__Provided records__:
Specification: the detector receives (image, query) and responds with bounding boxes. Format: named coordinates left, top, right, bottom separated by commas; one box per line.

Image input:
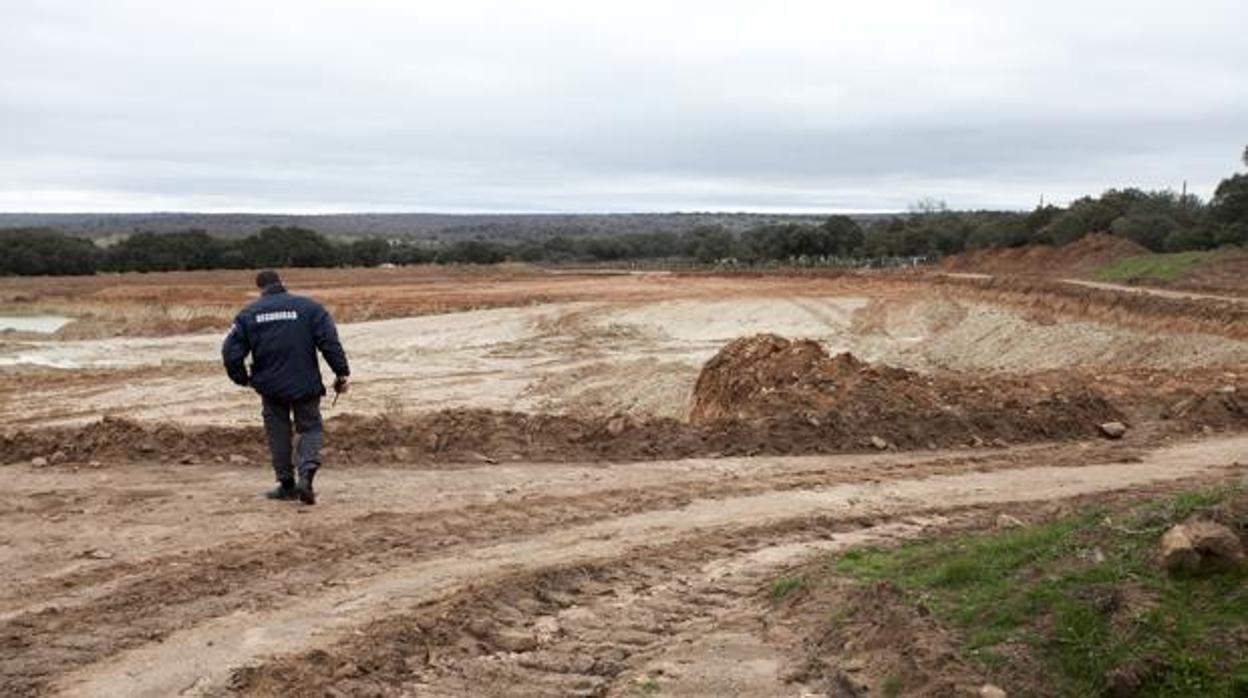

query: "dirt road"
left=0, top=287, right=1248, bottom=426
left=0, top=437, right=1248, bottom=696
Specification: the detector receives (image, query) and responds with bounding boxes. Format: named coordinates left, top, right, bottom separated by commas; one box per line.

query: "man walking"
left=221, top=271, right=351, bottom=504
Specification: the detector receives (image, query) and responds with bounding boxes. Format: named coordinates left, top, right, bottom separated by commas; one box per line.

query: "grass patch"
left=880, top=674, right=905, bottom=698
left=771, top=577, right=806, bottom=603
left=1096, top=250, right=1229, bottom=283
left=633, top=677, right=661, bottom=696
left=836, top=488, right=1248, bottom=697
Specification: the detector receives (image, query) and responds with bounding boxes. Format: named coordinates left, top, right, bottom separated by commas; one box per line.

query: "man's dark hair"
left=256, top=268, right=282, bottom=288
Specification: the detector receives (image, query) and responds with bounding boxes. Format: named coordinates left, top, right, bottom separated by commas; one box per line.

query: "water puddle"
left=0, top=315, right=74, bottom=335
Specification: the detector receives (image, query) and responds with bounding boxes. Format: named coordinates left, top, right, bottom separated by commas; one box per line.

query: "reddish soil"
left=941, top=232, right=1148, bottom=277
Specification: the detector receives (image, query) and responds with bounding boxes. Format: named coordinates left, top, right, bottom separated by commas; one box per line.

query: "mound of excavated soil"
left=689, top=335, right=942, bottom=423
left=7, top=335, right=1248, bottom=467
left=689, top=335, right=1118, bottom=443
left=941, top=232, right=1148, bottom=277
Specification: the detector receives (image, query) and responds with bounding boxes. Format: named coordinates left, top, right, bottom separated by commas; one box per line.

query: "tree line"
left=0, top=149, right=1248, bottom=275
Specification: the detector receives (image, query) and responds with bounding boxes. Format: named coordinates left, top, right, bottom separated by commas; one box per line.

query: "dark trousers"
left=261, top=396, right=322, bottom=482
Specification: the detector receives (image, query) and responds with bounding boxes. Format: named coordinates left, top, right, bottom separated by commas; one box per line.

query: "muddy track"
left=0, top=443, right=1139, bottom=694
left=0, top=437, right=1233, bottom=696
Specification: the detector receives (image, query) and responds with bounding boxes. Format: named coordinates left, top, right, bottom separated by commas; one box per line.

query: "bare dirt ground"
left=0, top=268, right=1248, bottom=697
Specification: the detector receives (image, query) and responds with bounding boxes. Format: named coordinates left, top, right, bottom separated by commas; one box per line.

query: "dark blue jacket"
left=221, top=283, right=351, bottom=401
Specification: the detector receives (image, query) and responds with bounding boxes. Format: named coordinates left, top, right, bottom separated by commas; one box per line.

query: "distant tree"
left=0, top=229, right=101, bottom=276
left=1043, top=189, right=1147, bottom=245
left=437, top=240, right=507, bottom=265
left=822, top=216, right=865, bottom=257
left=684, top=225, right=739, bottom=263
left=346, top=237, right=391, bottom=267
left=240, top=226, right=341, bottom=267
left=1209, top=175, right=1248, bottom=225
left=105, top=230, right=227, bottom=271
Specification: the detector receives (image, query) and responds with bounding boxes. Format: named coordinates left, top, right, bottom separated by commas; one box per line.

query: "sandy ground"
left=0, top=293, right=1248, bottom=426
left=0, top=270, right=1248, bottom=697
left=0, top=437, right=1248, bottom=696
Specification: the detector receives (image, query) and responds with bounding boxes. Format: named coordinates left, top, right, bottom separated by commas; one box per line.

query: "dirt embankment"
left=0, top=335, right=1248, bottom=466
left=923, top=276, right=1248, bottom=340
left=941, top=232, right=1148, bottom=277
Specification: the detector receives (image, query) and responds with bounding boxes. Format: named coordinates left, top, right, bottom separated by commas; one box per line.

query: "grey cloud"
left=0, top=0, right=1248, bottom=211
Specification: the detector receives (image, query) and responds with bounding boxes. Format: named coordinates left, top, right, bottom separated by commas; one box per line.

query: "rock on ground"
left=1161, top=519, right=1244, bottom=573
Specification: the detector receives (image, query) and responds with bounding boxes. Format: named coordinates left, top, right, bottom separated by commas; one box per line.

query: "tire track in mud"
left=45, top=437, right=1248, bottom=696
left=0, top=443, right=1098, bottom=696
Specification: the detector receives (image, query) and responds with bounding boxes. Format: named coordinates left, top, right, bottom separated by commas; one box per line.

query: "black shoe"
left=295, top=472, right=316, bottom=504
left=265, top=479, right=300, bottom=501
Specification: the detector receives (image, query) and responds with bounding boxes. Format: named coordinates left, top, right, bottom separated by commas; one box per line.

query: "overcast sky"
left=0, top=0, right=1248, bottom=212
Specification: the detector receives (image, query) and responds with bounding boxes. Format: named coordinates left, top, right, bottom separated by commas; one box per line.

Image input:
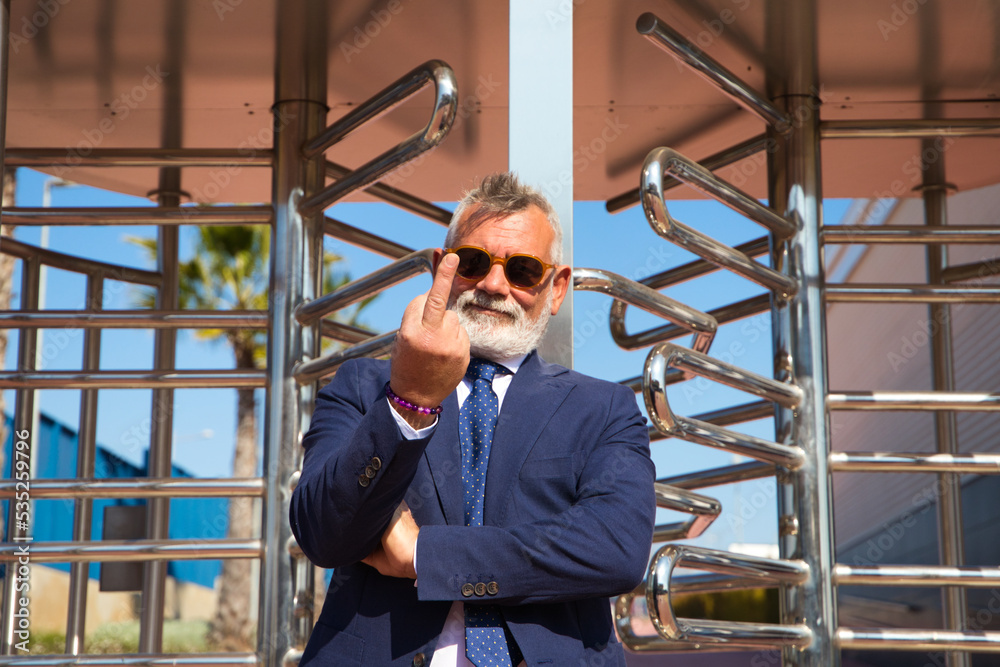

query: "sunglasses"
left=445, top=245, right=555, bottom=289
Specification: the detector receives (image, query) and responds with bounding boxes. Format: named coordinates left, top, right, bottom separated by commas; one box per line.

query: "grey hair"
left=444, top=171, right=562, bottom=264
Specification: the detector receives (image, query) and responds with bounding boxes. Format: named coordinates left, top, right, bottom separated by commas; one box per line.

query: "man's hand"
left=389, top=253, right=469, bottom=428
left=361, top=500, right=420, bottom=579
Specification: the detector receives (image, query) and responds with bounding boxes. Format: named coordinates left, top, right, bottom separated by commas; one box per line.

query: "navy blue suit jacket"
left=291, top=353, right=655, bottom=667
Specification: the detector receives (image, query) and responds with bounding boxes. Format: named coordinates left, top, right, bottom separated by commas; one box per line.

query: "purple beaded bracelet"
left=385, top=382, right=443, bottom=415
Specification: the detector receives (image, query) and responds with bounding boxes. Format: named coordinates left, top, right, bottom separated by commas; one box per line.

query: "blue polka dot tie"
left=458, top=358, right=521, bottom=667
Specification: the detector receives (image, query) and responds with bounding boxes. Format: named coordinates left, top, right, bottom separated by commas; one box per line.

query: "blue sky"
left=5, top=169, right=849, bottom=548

* * *

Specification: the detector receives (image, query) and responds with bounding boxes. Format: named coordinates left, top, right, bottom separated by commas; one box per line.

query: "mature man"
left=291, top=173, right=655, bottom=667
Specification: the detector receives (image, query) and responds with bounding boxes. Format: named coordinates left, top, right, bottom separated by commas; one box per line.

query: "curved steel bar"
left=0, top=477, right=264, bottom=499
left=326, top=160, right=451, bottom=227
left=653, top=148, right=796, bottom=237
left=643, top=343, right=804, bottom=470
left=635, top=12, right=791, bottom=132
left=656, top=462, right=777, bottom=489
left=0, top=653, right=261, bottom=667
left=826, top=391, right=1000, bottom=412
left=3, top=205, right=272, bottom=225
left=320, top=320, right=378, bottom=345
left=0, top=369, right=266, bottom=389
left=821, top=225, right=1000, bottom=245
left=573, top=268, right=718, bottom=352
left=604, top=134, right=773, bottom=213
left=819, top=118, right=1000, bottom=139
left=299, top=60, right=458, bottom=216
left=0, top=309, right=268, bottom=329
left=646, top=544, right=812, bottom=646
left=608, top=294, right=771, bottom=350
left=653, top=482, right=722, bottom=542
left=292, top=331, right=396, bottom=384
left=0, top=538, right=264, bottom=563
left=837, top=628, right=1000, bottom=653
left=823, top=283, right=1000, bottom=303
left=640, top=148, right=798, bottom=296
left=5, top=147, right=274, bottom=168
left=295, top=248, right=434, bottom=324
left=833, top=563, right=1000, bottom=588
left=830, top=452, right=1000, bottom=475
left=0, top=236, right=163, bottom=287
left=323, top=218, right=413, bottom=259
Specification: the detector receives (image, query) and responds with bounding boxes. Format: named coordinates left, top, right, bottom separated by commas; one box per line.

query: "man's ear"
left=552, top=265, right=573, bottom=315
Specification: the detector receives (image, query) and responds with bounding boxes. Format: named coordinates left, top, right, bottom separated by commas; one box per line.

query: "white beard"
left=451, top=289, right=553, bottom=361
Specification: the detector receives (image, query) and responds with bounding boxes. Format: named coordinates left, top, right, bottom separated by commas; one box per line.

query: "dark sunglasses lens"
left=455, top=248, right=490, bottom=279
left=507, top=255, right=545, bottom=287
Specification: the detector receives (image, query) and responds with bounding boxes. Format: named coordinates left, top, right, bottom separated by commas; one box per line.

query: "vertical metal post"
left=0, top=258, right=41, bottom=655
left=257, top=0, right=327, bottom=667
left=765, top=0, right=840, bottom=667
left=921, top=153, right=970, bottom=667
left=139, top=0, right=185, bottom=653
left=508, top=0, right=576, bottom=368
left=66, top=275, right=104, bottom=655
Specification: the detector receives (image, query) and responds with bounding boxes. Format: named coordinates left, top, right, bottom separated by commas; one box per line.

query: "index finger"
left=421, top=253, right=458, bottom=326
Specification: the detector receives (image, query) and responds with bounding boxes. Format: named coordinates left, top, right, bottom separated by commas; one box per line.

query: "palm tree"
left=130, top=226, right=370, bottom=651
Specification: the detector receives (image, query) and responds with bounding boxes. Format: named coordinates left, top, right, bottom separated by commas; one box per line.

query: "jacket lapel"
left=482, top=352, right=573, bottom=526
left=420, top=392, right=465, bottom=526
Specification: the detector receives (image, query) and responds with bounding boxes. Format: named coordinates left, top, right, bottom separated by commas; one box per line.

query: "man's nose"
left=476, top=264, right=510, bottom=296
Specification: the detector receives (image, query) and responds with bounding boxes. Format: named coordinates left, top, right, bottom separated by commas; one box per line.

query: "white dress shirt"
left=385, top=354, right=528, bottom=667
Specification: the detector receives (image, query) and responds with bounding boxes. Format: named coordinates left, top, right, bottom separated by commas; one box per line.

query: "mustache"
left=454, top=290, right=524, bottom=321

==

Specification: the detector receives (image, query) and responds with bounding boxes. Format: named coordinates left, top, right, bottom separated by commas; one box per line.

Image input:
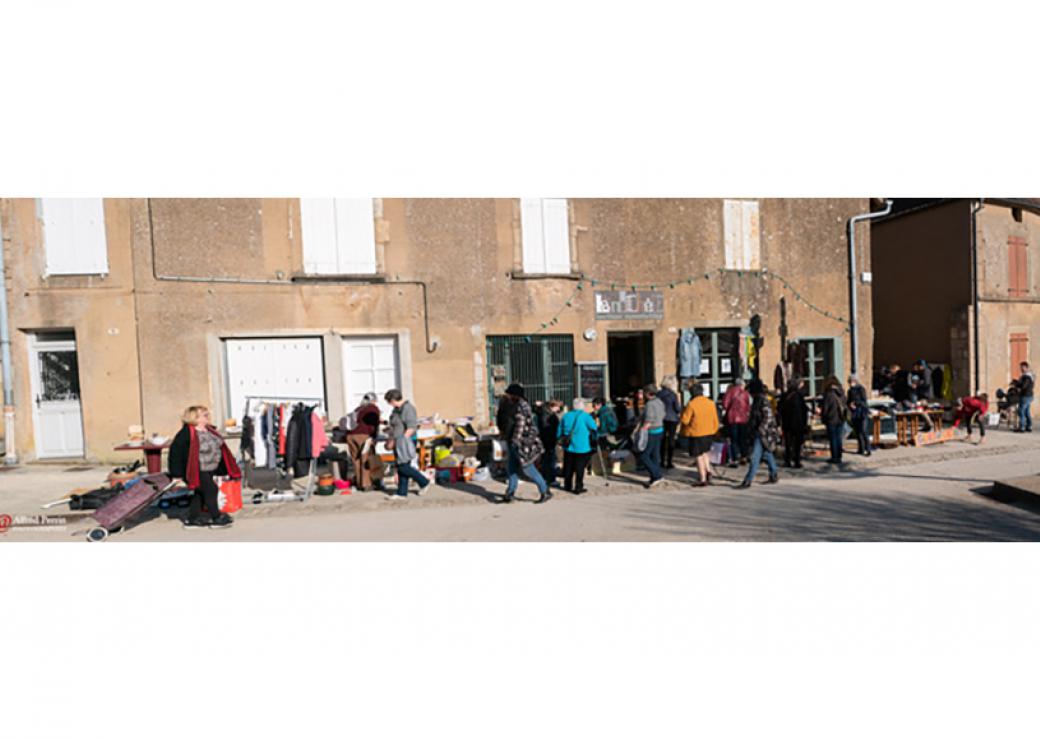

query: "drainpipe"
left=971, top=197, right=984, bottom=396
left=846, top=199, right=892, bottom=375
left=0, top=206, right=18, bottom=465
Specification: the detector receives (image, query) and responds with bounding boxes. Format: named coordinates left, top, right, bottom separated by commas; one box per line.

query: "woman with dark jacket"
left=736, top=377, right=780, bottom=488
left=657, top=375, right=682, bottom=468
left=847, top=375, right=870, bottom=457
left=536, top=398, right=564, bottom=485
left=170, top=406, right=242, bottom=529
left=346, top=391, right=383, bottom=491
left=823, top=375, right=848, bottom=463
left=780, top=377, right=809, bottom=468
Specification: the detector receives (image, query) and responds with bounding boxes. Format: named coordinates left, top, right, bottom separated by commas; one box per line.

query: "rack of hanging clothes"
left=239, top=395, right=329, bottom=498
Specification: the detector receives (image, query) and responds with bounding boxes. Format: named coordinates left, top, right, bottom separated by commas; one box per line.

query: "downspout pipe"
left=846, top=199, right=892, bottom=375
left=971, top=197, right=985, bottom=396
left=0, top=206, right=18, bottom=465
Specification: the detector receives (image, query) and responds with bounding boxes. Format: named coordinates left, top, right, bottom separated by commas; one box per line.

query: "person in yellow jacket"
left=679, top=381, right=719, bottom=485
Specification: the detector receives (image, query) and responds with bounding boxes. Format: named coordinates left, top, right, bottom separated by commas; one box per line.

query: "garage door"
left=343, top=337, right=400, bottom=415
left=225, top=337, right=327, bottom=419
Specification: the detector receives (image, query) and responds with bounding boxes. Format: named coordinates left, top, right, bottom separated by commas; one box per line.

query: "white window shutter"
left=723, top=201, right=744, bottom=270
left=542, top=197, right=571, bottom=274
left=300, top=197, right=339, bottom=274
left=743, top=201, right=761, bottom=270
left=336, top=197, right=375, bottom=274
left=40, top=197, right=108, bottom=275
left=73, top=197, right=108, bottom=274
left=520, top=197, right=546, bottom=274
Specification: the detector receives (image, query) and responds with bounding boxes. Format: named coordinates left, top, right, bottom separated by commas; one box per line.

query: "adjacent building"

__Instructions to follow__: List every line in the data above that contains the string "dirt", matching case exactly.

__Final answer__:
query: "dirt road"
query: "bare dirt ground"
query: "dirt embankment"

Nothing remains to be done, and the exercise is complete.